- _Task to carry out_
Where the data below begins, start retyping exactly, and end on the line with "Existence query — does this image feature any yellow", which is included; no picture goes in.

- _Stored data_

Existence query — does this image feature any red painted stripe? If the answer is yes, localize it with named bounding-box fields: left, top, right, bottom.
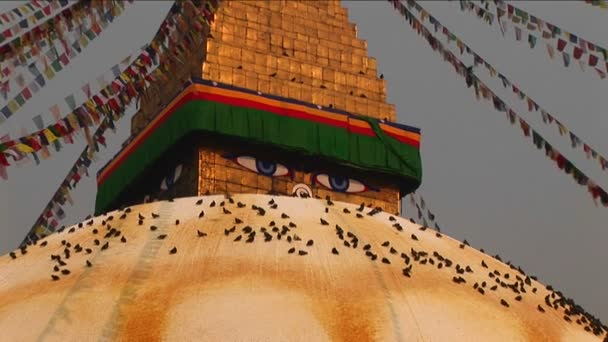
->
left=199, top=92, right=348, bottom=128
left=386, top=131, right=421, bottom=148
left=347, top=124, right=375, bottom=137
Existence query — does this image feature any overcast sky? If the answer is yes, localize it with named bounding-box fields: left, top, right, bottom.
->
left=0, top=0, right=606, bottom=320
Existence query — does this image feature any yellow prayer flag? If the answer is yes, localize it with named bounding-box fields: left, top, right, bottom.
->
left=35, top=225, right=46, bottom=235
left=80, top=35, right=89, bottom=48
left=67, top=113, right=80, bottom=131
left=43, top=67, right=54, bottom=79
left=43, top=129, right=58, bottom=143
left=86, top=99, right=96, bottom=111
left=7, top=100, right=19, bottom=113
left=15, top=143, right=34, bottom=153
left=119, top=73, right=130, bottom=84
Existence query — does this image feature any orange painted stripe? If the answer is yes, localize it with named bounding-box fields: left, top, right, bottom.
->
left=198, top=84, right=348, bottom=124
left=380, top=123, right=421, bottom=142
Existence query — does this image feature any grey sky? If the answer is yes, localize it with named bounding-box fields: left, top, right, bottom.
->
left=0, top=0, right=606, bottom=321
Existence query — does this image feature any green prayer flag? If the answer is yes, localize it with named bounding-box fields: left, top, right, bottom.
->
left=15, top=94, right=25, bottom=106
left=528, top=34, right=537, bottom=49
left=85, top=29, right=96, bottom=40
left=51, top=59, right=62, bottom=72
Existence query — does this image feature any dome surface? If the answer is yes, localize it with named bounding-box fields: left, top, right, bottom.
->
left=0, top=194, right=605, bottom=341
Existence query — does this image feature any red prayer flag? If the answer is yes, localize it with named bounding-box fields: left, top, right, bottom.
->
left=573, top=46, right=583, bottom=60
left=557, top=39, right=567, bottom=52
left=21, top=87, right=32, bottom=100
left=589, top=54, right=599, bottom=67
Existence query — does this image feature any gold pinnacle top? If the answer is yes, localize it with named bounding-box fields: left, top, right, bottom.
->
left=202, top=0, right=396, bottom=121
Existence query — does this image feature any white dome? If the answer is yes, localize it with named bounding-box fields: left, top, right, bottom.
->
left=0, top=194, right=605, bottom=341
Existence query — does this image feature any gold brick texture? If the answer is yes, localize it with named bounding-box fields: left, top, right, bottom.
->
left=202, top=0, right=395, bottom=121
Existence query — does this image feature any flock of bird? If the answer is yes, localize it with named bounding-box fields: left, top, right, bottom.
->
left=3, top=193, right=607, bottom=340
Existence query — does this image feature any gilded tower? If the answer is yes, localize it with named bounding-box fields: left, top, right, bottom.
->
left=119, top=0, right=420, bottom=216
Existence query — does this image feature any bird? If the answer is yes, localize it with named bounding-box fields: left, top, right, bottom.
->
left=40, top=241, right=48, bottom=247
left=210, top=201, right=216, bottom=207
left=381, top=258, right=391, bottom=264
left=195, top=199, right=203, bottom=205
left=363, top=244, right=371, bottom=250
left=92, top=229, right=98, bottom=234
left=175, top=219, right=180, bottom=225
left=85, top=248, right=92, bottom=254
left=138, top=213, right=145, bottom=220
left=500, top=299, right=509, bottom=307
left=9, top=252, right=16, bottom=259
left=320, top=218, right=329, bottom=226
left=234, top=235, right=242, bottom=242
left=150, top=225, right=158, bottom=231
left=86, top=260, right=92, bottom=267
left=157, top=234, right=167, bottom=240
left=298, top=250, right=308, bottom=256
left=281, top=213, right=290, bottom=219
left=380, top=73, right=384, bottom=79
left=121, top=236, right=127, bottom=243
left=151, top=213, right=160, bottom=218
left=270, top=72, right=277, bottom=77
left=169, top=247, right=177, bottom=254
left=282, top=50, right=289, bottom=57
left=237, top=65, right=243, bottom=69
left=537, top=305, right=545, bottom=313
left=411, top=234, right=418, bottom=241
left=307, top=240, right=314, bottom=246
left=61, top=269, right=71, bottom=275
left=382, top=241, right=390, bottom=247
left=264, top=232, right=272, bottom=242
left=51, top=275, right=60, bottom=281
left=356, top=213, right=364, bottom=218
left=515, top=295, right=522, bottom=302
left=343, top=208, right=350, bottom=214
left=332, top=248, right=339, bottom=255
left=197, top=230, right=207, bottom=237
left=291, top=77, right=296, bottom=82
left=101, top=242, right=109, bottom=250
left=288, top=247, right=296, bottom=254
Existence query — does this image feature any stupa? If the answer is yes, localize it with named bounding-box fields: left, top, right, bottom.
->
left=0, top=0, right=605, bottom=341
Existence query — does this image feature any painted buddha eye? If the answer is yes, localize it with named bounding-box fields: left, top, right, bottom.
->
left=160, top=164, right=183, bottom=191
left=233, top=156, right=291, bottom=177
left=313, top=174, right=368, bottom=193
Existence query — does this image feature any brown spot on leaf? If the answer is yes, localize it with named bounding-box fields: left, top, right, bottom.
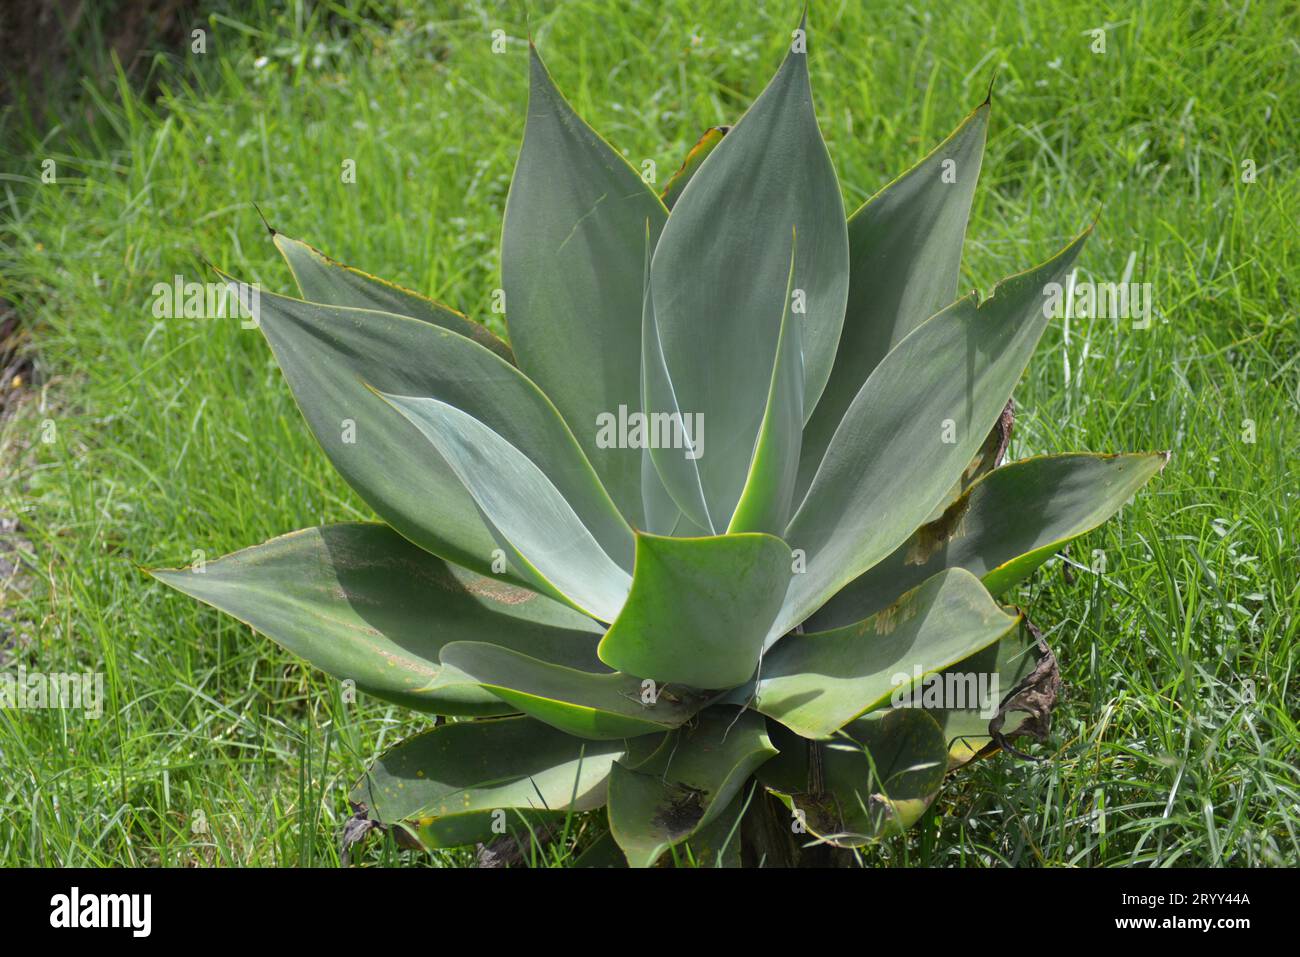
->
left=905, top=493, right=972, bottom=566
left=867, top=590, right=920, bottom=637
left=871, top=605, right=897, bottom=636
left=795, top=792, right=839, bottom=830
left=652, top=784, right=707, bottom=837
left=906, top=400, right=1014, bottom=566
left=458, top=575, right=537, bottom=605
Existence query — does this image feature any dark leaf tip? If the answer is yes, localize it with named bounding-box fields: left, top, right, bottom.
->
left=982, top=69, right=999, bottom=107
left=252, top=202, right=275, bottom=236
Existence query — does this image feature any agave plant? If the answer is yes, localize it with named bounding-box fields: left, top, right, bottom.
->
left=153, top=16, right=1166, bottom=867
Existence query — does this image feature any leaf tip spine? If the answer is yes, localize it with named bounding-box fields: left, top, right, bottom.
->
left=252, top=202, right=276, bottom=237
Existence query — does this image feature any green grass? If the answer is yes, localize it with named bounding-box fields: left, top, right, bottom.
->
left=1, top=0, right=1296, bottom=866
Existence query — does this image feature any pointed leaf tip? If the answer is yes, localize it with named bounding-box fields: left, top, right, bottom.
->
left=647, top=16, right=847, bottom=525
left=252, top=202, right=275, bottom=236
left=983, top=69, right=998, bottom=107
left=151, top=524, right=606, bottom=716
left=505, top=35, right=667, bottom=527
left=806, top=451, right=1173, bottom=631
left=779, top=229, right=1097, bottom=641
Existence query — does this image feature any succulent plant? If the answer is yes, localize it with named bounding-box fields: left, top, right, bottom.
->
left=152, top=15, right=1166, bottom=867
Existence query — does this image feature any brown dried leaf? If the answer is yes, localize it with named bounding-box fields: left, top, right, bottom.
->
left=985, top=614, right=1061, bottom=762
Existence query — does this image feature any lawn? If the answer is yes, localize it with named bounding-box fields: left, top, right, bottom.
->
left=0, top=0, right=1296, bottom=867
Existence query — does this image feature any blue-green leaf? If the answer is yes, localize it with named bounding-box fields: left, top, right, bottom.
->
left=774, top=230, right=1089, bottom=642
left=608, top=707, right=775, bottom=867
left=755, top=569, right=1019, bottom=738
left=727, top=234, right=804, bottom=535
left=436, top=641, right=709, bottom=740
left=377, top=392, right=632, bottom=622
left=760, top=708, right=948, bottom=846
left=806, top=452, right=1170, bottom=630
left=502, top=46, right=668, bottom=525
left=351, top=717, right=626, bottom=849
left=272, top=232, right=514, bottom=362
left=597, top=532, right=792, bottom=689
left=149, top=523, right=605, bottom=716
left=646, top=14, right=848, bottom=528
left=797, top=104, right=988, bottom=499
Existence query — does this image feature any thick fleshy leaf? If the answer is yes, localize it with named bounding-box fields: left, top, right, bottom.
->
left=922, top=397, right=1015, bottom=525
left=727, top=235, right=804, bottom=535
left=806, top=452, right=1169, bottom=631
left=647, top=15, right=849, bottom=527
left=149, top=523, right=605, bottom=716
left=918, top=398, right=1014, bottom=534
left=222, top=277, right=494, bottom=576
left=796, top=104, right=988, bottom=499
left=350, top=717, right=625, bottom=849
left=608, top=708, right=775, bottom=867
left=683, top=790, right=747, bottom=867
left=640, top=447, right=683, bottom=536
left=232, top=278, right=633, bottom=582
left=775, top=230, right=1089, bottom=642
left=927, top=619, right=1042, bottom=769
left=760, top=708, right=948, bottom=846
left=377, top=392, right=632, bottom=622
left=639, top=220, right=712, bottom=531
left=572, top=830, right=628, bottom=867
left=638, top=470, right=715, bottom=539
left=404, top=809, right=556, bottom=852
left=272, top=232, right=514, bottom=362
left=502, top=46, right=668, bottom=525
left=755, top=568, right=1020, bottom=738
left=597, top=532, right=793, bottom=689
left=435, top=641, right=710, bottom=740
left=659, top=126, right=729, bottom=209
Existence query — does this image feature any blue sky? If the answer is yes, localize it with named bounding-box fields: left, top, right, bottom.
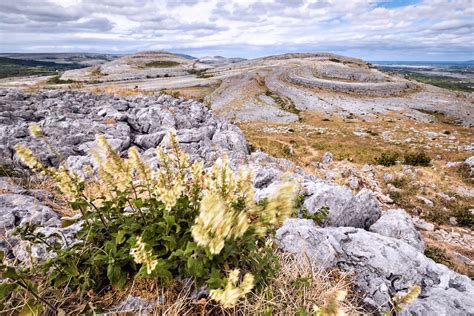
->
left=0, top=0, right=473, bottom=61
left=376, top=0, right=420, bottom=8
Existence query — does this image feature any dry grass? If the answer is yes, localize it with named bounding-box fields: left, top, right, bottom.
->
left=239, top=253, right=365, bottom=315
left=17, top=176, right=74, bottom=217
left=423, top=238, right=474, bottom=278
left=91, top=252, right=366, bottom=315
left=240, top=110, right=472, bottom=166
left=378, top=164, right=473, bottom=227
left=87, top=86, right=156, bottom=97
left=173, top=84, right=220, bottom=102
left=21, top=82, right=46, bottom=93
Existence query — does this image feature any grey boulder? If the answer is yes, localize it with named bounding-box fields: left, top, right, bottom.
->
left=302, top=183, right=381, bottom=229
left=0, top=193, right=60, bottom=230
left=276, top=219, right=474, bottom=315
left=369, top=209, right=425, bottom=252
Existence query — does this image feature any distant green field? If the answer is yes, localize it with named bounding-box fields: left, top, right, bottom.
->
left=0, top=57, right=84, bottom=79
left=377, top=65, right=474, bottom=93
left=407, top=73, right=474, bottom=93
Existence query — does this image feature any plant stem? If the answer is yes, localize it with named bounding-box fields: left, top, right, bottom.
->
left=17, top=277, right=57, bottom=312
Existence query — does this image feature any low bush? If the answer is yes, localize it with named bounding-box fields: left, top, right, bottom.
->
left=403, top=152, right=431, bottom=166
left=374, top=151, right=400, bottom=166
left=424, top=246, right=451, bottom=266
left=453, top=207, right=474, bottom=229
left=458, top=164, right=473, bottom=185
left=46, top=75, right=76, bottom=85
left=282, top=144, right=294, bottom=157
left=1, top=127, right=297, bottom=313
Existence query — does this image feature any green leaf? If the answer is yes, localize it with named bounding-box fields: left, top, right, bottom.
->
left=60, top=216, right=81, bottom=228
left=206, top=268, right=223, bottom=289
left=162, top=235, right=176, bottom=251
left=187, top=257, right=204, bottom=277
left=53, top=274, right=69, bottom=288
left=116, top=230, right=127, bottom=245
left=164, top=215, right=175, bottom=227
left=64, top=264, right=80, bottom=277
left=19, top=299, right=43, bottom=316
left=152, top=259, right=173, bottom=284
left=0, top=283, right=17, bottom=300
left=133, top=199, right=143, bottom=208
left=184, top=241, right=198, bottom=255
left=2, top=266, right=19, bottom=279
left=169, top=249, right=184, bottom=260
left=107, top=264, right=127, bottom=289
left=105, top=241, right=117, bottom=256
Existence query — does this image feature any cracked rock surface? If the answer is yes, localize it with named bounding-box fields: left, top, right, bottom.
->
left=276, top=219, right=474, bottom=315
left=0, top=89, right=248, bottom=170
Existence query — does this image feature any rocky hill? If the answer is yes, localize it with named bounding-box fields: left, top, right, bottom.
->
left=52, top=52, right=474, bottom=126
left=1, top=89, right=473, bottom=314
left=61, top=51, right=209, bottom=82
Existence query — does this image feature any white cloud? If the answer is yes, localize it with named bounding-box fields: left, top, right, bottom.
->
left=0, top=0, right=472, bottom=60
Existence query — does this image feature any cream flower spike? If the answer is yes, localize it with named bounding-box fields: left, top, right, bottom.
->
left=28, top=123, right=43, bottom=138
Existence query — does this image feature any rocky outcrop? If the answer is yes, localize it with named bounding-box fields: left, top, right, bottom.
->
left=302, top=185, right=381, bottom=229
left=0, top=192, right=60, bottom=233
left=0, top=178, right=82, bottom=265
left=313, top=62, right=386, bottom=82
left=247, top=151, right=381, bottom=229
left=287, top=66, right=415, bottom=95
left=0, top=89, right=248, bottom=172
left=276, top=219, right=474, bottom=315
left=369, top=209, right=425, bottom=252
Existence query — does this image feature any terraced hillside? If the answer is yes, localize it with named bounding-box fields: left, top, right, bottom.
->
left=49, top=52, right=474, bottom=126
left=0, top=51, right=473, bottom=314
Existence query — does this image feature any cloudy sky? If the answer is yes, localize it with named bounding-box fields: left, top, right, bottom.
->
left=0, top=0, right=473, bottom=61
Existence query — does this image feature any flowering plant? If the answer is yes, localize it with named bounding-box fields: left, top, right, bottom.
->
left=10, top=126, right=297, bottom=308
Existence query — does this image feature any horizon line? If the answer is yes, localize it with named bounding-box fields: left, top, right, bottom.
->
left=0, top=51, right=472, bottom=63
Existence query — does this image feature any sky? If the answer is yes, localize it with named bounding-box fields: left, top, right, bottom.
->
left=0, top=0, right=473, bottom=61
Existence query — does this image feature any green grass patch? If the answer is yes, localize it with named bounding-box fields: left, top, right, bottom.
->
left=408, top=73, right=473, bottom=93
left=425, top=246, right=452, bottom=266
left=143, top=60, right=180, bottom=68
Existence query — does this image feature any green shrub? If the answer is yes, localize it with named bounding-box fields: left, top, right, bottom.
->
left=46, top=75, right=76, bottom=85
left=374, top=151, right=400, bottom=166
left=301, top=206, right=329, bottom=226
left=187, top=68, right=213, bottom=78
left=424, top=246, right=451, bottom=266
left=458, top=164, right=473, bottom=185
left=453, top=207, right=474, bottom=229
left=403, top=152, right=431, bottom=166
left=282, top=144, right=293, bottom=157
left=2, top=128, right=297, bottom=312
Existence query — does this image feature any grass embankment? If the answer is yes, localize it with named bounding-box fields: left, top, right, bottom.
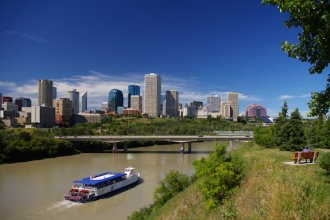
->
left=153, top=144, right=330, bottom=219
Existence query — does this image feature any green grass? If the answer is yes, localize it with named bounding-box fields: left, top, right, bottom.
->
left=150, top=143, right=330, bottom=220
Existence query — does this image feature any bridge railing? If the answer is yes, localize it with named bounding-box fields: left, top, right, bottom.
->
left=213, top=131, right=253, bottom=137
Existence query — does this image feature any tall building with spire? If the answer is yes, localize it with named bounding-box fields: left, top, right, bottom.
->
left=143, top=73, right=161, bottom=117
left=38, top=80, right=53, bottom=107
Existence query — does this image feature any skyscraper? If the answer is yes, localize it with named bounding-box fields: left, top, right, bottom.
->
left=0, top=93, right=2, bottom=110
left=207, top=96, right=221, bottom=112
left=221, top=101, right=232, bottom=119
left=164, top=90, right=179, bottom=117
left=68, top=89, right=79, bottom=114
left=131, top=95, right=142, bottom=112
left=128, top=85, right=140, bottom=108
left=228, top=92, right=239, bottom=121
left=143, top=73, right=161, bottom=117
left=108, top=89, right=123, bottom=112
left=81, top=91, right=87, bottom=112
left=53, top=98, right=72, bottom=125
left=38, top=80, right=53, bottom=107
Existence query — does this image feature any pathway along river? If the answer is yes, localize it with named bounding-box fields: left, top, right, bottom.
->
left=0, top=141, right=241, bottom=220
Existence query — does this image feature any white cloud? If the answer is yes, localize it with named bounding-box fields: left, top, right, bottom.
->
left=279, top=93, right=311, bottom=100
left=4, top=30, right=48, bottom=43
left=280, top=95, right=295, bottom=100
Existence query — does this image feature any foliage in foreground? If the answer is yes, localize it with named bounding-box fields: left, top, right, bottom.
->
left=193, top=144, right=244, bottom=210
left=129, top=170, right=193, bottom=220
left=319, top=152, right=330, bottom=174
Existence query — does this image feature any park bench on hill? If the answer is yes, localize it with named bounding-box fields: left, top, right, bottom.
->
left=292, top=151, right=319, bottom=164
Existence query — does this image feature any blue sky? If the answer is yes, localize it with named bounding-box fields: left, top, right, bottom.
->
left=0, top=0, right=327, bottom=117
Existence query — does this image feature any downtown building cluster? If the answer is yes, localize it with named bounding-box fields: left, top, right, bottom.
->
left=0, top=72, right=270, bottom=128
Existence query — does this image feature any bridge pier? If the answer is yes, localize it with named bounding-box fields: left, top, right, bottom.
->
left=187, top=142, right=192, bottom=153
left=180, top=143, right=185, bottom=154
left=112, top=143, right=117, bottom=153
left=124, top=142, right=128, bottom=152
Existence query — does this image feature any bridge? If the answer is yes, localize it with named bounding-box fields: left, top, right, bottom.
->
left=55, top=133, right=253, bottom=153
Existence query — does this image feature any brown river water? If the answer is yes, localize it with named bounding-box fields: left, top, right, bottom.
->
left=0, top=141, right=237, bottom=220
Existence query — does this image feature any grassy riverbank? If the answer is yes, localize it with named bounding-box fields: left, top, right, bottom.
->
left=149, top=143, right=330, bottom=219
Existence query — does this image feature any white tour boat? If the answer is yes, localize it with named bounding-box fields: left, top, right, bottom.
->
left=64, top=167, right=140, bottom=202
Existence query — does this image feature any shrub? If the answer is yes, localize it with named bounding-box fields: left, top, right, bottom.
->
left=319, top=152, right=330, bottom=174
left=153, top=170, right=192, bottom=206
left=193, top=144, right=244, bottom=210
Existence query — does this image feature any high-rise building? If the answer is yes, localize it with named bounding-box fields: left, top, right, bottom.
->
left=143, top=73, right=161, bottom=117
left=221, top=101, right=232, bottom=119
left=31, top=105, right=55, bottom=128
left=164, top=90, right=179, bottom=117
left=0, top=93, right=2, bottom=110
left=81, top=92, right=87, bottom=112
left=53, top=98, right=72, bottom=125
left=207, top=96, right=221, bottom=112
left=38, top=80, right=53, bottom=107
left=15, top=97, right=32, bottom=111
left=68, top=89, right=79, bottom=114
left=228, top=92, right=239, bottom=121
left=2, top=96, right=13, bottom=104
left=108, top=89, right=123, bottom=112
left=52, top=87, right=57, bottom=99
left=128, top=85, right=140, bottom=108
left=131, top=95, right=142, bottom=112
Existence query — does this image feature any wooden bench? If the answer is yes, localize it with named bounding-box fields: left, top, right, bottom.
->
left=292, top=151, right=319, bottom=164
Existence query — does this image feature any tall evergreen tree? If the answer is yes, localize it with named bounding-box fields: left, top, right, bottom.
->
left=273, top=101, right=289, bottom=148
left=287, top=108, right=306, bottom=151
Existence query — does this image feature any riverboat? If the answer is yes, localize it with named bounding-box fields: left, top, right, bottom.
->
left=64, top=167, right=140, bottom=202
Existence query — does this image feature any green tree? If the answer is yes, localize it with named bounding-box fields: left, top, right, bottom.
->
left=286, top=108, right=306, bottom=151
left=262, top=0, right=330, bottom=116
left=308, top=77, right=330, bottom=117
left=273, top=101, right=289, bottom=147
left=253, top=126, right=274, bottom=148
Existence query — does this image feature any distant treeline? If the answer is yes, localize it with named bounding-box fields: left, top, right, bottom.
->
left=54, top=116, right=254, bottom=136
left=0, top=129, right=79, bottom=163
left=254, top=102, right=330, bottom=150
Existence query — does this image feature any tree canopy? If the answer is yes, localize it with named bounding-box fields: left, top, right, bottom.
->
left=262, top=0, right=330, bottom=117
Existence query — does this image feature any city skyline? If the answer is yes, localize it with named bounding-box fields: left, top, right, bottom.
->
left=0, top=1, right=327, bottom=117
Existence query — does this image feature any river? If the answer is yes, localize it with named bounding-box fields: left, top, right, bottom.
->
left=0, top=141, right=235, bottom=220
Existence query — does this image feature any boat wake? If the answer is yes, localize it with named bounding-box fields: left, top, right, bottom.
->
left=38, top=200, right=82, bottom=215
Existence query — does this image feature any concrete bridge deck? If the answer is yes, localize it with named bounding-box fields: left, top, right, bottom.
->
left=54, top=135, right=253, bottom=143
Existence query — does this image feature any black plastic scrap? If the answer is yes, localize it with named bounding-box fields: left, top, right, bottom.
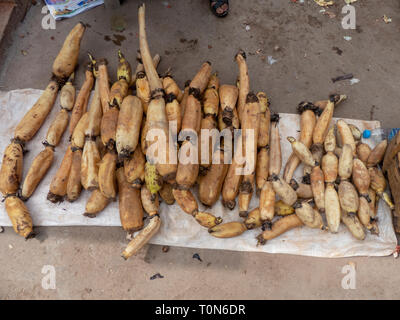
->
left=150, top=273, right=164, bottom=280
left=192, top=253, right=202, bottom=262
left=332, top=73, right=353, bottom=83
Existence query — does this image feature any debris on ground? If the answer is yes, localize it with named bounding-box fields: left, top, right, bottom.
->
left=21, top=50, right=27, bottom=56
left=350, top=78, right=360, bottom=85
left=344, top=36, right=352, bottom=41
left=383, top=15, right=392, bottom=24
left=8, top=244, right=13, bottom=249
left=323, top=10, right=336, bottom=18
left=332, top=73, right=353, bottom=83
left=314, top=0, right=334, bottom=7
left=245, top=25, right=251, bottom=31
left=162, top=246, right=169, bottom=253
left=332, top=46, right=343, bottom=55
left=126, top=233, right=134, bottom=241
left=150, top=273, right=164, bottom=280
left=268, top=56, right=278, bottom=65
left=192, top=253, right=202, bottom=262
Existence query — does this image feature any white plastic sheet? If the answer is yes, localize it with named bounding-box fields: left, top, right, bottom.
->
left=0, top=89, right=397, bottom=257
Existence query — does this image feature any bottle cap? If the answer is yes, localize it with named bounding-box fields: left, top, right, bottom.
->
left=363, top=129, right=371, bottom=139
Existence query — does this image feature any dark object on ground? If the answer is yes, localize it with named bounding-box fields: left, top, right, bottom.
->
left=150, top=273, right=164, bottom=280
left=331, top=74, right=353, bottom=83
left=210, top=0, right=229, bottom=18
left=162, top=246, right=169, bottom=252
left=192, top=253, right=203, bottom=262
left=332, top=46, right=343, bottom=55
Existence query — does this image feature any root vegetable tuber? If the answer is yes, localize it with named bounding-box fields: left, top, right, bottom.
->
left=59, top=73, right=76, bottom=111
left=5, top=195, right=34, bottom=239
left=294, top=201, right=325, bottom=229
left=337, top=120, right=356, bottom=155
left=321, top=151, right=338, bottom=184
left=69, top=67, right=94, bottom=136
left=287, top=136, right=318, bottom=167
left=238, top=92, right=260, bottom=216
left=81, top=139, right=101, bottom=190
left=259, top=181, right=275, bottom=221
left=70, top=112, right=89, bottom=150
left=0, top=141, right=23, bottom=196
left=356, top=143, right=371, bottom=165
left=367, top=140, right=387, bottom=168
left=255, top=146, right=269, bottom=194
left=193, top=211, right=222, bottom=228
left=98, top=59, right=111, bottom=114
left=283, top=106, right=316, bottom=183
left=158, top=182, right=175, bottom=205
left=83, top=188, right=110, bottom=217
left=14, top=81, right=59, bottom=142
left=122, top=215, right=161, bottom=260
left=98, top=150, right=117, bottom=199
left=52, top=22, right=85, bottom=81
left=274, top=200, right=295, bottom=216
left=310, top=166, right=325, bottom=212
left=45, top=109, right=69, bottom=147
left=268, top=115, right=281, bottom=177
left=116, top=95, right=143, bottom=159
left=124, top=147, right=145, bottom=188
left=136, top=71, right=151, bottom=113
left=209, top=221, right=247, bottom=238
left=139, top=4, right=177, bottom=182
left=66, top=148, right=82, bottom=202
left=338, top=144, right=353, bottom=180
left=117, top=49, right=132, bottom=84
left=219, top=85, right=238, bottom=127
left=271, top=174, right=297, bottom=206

- _Solution to this task_
Existence query — does this image feature any red painted stripe? If the answer is yes, localize it with named bounding-box fields: left, top, right, bottom.
->
left=199, top=92, right=348, bottom=128
left=386, top=131, right=421, bottom=148
left=347, top=124, right=375, bottom=137
Existence query — does this image feature any overcast sky? If the answer is yes, localize it with named bounding-box fields: left, top, right, bottom.
->
left=0, top=0, right=606, bottom=320
Existence query — does this image feature any yellow prayer flag? If the answer is yes, localize it with named bounding-box fields: left, top, right, bottom.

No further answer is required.